── Exercise input
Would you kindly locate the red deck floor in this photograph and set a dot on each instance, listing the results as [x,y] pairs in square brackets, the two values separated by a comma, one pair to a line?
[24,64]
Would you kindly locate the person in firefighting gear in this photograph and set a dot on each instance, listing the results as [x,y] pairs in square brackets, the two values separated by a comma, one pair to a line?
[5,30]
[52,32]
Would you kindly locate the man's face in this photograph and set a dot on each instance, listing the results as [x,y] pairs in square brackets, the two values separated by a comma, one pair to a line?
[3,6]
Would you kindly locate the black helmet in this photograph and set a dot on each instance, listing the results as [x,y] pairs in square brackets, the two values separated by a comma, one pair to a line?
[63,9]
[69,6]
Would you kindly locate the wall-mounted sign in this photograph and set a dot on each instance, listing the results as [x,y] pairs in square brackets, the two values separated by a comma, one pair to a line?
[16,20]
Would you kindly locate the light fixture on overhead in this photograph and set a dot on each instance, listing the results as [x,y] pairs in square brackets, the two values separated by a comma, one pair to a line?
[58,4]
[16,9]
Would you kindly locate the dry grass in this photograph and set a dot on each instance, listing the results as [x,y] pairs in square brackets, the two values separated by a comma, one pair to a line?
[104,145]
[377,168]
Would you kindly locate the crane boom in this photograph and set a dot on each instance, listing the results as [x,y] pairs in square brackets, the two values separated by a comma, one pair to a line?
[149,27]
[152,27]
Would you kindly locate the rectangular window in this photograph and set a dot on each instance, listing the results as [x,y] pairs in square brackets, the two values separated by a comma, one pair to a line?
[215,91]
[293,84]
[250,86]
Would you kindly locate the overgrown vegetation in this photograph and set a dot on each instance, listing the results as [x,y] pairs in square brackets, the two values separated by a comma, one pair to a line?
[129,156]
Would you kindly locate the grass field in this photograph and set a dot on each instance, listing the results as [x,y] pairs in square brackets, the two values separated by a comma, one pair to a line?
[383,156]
────
Write out the data exactly as it stands.

Would you kindly locate the red deck floor in this photograph and set a dot on each instance, listing the results as [x,y] pairs in square brackets, the two values separated by a comma, one pair to a line?
[24,64]
Would you kindly locate the person in firefighting gear in this photograph and set a dot on each instance, listing the results as [x,y] pairs in square brackets, the two values separated by a comma, one pair to a line?
[5,30]
[52,32]
Would you kindly locate the man's face in this photograph and set a dot on each instance, listing the results as [x,y] pairs in square brackets, the two values separated by a comma, one pair to a line?
[3,6]
Would you kindly locate the black helmet in this photograph and set a dot on each instance, listing the results as [x,y] pairs in square brackets, the two values separated by a comma, one pair to a line?
[63,9]
[69,6]
Would you kindly locate the wall-mounted sign in this photograph and set a dot on each instance, listing the results as [x,y] pairs in square brackets, the two values separated by a comma, one pair to a line?
[16,20]
Would you kindly locate the light fixture on overhead in this photograph and set a dot on each instance, listing the results as [x,y] pairs in square brackets, the two values separated by a comma, one pair to a line?
[58,4]
[16,9]
Would you kindly locate the dry grass in this photograph and set a dot on each instance, listing the results as [x,y] pairs in square brackets, the two values separated by a comma, one pair to a line?
[104,145]
[377,168]
Would you kindly locate the crane boom in this photograph and set a dot on each instance, listing the results as [x,y] pairs in square brackets, the two values separated by a comma, one pair to a line?
[149,27]
[152,27]
Would you kindly locate the rectangular window in this photograph and set a dot on each instance, listing the results as [x,y] pairs in square brackets, the two values separated by a comma, one pair to a line?
[215,91]
[293,84]
[250,86]
Would you kindly locate the overgrown vegetation in this photograph and set a dot on each instance, listing the results as [x,y] pairs in square brackets, the two values separated by a comma, one pair to a line?
[129,156]
Would you kindly locate the grass field in this photograph and set a dot on each instance, listing the results as [x,y] pairs in square brackets, the two values separated by a comma, one pair to a line?
[383,156]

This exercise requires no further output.